*EXERCISES TO COMPLETE*.
1 > Answer these about the Web 2.0 post, one per line, each marked like its question:
(a) How many responses does the post say it has?
(b) Which two services does Dennis Dill name first among the ones he uses?
(c) By what does the comment say kids hate being restricted in the writing process?
2 > Copy out word for word the part of the records that opens with the line containing "Can you see the pebble?" and runs through the last line of the records.

Don’t shoot the messenger,  but I have a very serious question to ask.

In this era of heightened educational “accountability,” why are there so few, if any, demands being made for evidence of Web 2.0’s efficacy in schools?

I have my own hypotheses, but I would prefer to read some of yours.

Comments

7 Responses to “Accountability?”
  1. Dennis Dill says:

    Web 2.0 transforming education … Not really. It gives options in which students can present work, but this is not really game changing. Using Googledocs to type a paper or create a presentation is not different than writing on a piece of paper or typing in MS Word. Googledocs could be a nice tool, but when you are collaborating with the person sitting across the table from you it becomes gimmicky and worthless. I use Twitter, Facebook and occasionally blog, but beyond but does using these revolutionize education? How is writing a blog any better than keeping a journal at your desk…yes it lets student work be out there, but if they are not being given the opportunity to freely create and write then it is all for not. They will hate blogging as much as they hate writing…and in case you have not realized kids do not hate writing, they hate being restricted in the writing process by meaningless writing prompts. They do not hate history…they hate memorizing mundane dates and facts, but they love debating and thinking. Web 2.0 stuff is cool and interesting but we are missing the real point…we have to let our kids create…really create and be passionate about they do using anything that will help them create.

  2. > why are there so few, if any, demands being made for evidence of Web 2.0′s efficacy in schools?

*PROVIDED RECORDS*.
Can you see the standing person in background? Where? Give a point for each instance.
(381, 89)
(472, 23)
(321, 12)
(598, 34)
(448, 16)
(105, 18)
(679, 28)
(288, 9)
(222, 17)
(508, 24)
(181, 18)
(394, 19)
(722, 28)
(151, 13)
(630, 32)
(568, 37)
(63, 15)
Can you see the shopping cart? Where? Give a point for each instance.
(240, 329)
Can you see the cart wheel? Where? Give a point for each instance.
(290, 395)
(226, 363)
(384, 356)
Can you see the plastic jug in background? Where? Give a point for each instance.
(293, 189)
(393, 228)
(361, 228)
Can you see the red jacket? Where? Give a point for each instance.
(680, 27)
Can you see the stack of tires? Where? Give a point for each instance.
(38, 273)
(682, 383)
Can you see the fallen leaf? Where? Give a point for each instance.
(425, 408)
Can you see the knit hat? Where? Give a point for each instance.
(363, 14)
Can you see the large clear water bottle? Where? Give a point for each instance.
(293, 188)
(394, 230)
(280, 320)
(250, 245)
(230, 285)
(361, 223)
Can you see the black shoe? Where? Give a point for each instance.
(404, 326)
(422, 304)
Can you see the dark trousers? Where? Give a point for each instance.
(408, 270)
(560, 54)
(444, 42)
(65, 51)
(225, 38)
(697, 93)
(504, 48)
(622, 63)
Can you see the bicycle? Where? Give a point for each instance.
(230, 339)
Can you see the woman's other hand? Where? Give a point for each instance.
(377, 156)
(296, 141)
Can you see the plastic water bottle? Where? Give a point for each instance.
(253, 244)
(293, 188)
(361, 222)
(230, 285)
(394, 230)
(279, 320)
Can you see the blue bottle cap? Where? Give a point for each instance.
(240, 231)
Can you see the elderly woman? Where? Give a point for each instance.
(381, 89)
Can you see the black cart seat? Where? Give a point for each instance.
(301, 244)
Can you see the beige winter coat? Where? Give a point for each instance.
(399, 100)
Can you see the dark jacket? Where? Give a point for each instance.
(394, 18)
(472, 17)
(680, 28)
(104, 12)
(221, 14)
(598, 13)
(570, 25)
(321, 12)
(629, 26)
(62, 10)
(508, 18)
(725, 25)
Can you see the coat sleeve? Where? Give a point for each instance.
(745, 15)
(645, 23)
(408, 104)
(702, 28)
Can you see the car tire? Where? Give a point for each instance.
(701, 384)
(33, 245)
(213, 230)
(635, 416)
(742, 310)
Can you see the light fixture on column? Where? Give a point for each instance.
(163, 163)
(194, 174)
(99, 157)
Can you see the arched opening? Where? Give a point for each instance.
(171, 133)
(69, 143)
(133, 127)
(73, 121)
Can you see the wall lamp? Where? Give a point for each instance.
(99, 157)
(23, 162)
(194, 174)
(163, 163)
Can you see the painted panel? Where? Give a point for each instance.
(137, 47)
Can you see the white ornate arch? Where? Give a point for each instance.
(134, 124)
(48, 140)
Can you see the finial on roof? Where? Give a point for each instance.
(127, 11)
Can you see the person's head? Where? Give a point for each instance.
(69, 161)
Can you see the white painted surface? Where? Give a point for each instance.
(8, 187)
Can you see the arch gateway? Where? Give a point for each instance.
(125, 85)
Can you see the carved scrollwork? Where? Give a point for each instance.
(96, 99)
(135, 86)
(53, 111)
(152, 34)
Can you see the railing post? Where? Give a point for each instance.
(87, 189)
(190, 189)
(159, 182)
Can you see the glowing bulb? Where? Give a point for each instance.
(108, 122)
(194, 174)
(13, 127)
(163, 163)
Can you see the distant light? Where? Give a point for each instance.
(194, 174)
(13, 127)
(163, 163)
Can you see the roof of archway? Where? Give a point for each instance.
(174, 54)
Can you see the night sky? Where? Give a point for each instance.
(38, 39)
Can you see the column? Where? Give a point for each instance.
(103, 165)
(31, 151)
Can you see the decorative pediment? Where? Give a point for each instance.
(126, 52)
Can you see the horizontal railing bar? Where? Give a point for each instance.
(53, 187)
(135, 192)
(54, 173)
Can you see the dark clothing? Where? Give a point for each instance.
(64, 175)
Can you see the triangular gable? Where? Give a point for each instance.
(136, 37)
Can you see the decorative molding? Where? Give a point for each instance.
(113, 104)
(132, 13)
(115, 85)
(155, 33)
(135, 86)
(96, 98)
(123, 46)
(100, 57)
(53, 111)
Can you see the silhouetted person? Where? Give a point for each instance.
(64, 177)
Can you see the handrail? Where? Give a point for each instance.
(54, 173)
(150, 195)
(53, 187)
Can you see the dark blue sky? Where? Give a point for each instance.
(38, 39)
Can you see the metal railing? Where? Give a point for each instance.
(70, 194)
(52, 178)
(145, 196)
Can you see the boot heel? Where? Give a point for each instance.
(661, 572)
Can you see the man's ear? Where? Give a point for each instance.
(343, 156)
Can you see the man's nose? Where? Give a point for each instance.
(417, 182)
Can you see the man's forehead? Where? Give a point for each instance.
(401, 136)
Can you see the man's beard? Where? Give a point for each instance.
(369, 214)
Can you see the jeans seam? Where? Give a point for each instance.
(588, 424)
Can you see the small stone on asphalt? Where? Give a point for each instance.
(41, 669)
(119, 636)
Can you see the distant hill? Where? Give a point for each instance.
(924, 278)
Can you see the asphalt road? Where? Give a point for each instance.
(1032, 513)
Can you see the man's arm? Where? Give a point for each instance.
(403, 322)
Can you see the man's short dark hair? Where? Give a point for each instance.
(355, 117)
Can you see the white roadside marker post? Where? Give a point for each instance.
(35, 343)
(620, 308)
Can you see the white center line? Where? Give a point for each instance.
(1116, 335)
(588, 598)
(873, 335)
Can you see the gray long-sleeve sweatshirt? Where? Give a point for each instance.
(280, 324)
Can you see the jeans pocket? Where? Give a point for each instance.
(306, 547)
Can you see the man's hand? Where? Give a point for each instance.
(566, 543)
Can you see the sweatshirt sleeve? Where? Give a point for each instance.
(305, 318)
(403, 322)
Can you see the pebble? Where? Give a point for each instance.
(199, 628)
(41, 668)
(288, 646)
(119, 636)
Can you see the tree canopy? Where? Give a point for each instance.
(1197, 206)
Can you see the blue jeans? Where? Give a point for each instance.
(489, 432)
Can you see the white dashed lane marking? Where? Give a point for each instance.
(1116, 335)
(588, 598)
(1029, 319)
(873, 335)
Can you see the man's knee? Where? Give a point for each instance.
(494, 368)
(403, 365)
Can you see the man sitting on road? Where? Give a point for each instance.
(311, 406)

*THE REPLIES*.
1 >
(a) 7
(b) Twitter and Facebook
(c) Meaningless writing prompts

2 >
Can you see the pebble? Where? Give a point for each instance.
(199, 628)
(41, 668)
(288, 646)
(119, 636)
Can you see the tree canopy? Where? Give a point for each instance.
(1197, 206)
Can you see the blue jeans? Where? Give a point for each instance.
(489, 432)
Can you see the white dashed lane marking? Where? Give a point for each instance.
(1116, 335)
(588, 598)
(1029, 319)
(873, 335)
Can you see the man's knee? Where? Give a point for each instance.
(494, 368)
(403, 365)
Can you see the man sitting on road? Where? Give a point for each instance.
(311, 406)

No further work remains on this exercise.